• [Source document]
^^^^^^^^^^^^^^^^
In Michel Foucault’s Discipline and Punishment: The Birth of the Prison, he begins his chapter entitled “Docile Bodies” with a contrast that Rovner’s work deals with subconsciously. Foucault begins, “Let us take the ideal figure of the soldier as it was still seen in the early seventeenth century. To begin with, the soldier was someone who could be recognized from afar; he bore certain signs: the natural signs of his strength and his courage, the marks, too, of his pride.” A century later, much had changed, according to the French post-structuralist. “By the eighteenth century, the soldier has become something that can be made; out of a formless clay, and inept body, the machine required can be constructed; posture is gradually corrected; a calculated constraint runs slowly through each point of the body, mastering it, making it pliable, ready at all times, turning silently into the automatism of habit; in short, one has ‘got rid of the peasant’ and given him ‘the air of the soldier.’”
^^^^^^^^^^^^^^^^
• [Data provided]

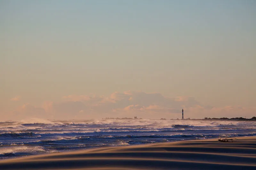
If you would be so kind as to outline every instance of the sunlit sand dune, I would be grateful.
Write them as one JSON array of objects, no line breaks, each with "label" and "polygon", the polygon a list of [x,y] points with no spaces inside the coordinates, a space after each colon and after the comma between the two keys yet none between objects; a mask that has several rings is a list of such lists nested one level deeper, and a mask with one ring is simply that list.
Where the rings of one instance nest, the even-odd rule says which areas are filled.
[{"label": "sunlit sand dune", "polygon": [[256,169],[256,137],[106,147],[11,159],[0,169]]}]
^^^^^^^^^^^^^^^^
• [Complete the following]
**1)** In the passage on Foucault's "Docile Bodies," by which century had the soldier become "something that can be made"?
**2)** List the qualities whose signs or marks the early seventeenth-century soldier bore, according to the passage on Foucault's "Docile Bodies."

• [Complete answers]
**1)** The eighteenth century.

**2)**
- Strength
- Courage
- Pride